(Data to examine Opens)
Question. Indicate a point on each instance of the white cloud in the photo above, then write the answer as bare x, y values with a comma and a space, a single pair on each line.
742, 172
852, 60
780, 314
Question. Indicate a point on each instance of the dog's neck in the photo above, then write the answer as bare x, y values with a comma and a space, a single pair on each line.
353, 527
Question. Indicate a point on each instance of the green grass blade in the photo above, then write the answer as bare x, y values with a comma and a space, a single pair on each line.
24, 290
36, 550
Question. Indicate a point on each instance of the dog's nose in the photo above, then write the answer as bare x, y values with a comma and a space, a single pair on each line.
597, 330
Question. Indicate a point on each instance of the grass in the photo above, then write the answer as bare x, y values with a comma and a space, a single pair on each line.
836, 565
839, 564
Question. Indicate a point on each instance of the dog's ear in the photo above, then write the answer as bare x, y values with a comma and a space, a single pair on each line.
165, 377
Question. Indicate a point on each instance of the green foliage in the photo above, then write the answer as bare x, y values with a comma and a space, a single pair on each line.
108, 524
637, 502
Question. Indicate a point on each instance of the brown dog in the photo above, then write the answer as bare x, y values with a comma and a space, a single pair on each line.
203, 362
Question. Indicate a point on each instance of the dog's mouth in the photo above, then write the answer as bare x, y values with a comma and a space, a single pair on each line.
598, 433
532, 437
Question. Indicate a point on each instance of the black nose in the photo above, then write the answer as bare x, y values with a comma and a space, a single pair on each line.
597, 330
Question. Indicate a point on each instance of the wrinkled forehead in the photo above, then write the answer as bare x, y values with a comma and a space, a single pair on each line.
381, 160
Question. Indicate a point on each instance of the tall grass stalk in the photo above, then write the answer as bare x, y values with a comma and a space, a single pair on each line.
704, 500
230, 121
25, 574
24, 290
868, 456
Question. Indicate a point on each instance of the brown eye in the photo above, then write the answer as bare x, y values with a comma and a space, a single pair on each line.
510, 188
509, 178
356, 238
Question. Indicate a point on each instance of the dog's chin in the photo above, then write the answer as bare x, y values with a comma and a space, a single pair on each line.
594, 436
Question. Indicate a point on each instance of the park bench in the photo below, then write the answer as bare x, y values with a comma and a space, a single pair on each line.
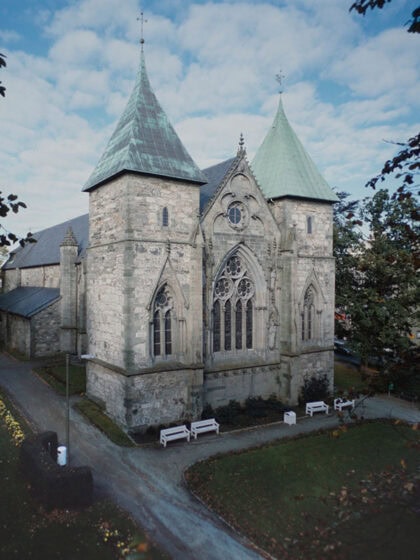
289, 417
202, 426
171, 434
317, 406
339, 404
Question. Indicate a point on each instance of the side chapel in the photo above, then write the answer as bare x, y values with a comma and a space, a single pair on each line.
186, 287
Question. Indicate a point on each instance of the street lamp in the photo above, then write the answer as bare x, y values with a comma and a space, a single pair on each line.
84, 357
67, 409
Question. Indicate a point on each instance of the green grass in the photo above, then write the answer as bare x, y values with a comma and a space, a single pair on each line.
55, 376
28, 532
278, 495
98, 418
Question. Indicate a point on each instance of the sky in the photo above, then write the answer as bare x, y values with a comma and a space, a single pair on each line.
351, 86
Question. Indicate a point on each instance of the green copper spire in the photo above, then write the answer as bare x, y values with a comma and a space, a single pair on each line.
144, 141
282, 166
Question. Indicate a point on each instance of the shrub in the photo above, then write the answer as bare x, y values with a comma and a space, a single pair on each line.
315, 388
229, 413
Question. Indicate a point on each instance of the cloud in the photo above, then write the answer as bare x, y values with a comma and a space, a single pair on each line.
212, 66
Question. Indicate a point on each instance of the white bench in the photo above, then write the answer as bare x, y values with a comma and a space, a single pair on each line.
202, 426
171, 434
339, 404
289, 417
317, 406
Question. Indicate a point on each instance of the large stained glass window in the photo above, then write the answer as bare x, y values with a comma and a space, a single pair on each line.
233, 303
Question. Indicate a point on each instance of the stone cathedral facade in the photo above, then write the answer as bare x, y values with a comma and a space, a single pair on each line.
186, 287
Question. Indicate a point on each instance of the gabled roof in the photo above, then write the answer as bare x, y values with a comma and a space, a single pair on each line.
28, 301
214, 174
144, 141
47, 249
282, 166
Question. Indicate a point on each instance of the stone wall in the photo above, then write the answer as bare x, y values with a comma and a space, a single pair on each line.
147, 399
16, 333
131, 255
45, 329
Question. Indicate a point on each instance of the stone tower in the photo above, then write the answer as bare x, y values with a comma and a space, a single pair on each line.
68, 293
302, 205
144, 282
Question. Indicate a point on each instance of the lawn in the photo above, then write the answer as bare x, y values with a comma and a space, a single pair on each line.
27, 531
55, 375
350, 493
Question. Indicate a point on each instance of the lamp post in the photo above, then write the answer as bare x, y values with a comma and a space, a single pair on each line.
67, 409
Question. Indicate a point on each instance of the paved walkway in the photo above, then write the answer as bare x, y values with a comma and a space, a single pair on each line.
148, 481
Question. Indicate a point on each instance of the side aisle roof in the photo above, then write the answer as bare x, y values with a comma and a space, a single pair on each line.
46, 250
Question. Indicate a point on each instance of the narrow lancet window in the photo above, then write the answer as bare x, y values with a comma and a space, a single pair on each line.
163, 323
165, 217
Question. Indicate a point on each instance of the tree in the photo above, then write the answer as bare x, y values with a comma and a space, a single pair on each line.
405, 167
386, 290
362, 6
10, 202
347, 239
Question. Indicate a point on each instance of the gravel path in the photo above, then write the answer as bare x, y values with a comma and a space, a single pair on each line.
148, 481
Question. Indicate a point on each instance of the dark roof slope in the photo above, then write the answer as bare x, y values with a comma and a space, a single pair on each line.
(Data to examine Closes)
* [Your instructions]:
Reproduce the data above exactly, leaving each picture out.

* [Reply to the exercise]:
Question. Indicate a point on each instance of the white cloud in the photo above, then write the answer as bare x, y values with a comma and a space, a single pair on each line.
742, 172
852, 60
780, 314
Question. Indicate a point on each instance of the dog's neck in the photo above, then write the answer as bare x, y values with a comma and a space, a single pair on each line.
353, 527
Question. Indicate a point on each instance of the green grass blade in the photo above, then write the answer as bare x, y values with a comma and a space, a single pair on each line.
24, 290
36, 550
Question. Indicate a point on each instance of the dog's nose in the photo above, then write the answer as bare x, y values with a comma and a space, a single pair on each line.
597, 330
Question. Indicate a point on each instance of the grass in the photo above, then write the answer as bare x, y values with a comma and a space, a single pair on each line.
836, 565
839, 564
Question. Indicate a point on each instance of the dog's ear in the photo above, then write the answer as bare x, y values with a comma and a space, a single pair on each line.
165, 377
Question. Indicate a point on each instance of the green foliage in the photo above, then write the answer as bare x, y values with a comma and a space, a single pair on each line.
108, 524
637, 502
Question. Indicate a point on each instance of the brown dog in the photo above, then write the answer as bare x, y values with a comma and a space, a single pair on each line.
203, 362
Question. Indicate a point on each instance of the dog's mouth in the photo above, then write the answer as bare x, y values with a comma and a space, a single pair on each line.
598, 433
532, 437
Question. Indicate a point on each instance of the black nose in the photo above, then write the answer as bare x, y values with a comma and a space, a single pair on each line.
597, 330
Question. Indicate a point on each instance of the wrinkled forehead in the photo above, then write the answer as bare x, y values with a comma and a space, a single pair on each line.
381, 160
Question. Indicate a point on each instance of the tall grass stalk in the photo above, then write the answer as bare x, y values with a comma and a space, a single pair on each line.
704, 500
230, 121
25, 574
24, 290
868, 456
Question. Indicate a point on each instance of the brown eye in the photo above, then write the answer as bare x, y values with a comma and a space, a single pair on each line.
510, 188
509, 178
356, 238
Question. Indicate a point on each instance of the dog's chin in the photo above, then write the answer as bare x, y values with a comma and a space, a single pair on each line.
594, 436
Question. Indicate a point on each instance of the park bench in the photo below, then write the answer as bare x, y values with a comma and a space, a single pair on each line.
289, 417
202, 426
171, 434
317, 406
339, 404
Question. Indicate a point on each instance of the side chapel in the photo above, then write the answer as bare x, y values with a comma and a space, a single pair on each line.
186, 287
Question. Indicate a point on each instance of the street lamp in the photo above, then write the answer as bare x, y values with a comma and a space, a single pair on each line.
84, 357
67, 409
Question. Indicate a point on each instance of the green grass in the photo above, then write the answer as bare x, y values with a comma and a space, a single pair on each line.
55, 376
28, 532
278, 495
98, 418
Question. Indicate a point on each instance of the sky in the photo above, then write the answer as bare x, y values with a comma and a space, a single pair on each line.
351, 86
Question. Indicate a point on each instance of the green copper spire in the photo above, then write the answer as bare x, y values with a comma and a space, a single pair on each line.
144, 141
282, 166
Question. Indicate a point on each instance of the shrub in the photo above, then write the answer as bare x, y values with a comma and a space, a single pair on each line.
315, 388
229, 413
Question. Indicate a point on each instance of the cloud in the photo above, then write the answer as bare x, y values with a comma and a space, a single pair on each line.
212, 66
Question. Indicate a point on each instance of the white bench in the photo above, then write the answer as bare x, y values with a comma and a space, a single pair on each line.
202, 426
171, 434
339, 404
289, 417
317, 406
Question. Indicate a point on each instance of the large stained glass window in the photo above, then write the answer as bare x, y values with a comma and a space, a single pair on each line.
233, 303
Question. Indicate a point on each instance of the stone cathedral facade in the photo above, then write the answer as bare x, y values with a comma and a space, a single pair on each line.
186, 287
Question. Indicate a point on each instance of the gabled roof in the photo above, then write the answer as bare x, y values with a comma and a space, a single pair on each line.
28, 301
214, 174
144, 141
47, 249
282, 166
Question. Indicate a point on each instance of the stone wall in the photo above, then write the answer as bare x, y values with a comma and a space, a single pair on each line.
147, 399
16, 333
131, 255
45, 329
Question. Indicate a point on each instance of the stone tower in the photo above, then write the answer as bare x, y values with a comma and a space, a single pair on each line.
68, 293
302, 205
144, 282
Question. Indicate a point on each instance of the lawn in the photo above, then write the answer as bare x, y values with a comma and a space, a single pair on each line.
27, 531
55, 375
350, 493
Question. Indicate a point on each instance of the lamp post in the photo above, then write the answer as bare x, y values with a comma and a space, a single pair on each line.
67, 409
Question. Indicate a point on each instance of the paved walkway in the photo above, then write the answer as bare x, y values with a comma and a space, a single pair on each line.
148, 481
Question. Indicate a point on each instance of the side aisle roof in the photo above, then write the answer as bare x, y values with a comma and a space, a single pair on each line.
46, 250
Question. Indicate a point on each instance of the narrow lancet window in the photo above, then write the answer as bare x, y values with a comma and a space, a single pair on each line.
163, 323
165, 217
Question. Indicate a point on each instance of the tree in the photo above, then write the answer as bare x, y values with a comma and a space, a single pair on each line.
405, 167
386, 290
362, 6
10, 202
347, 239
Question. Indicate a point on each instance of the gravel path in the photo above, then write the answer as bare x, y values with a comma and a space, a single pair on each line.
148, 481
Question. Indicate a point on each instance of the dark roof slope in the photo above, then write the answer as bare x, y values with a comma and a space, a single pair on each line.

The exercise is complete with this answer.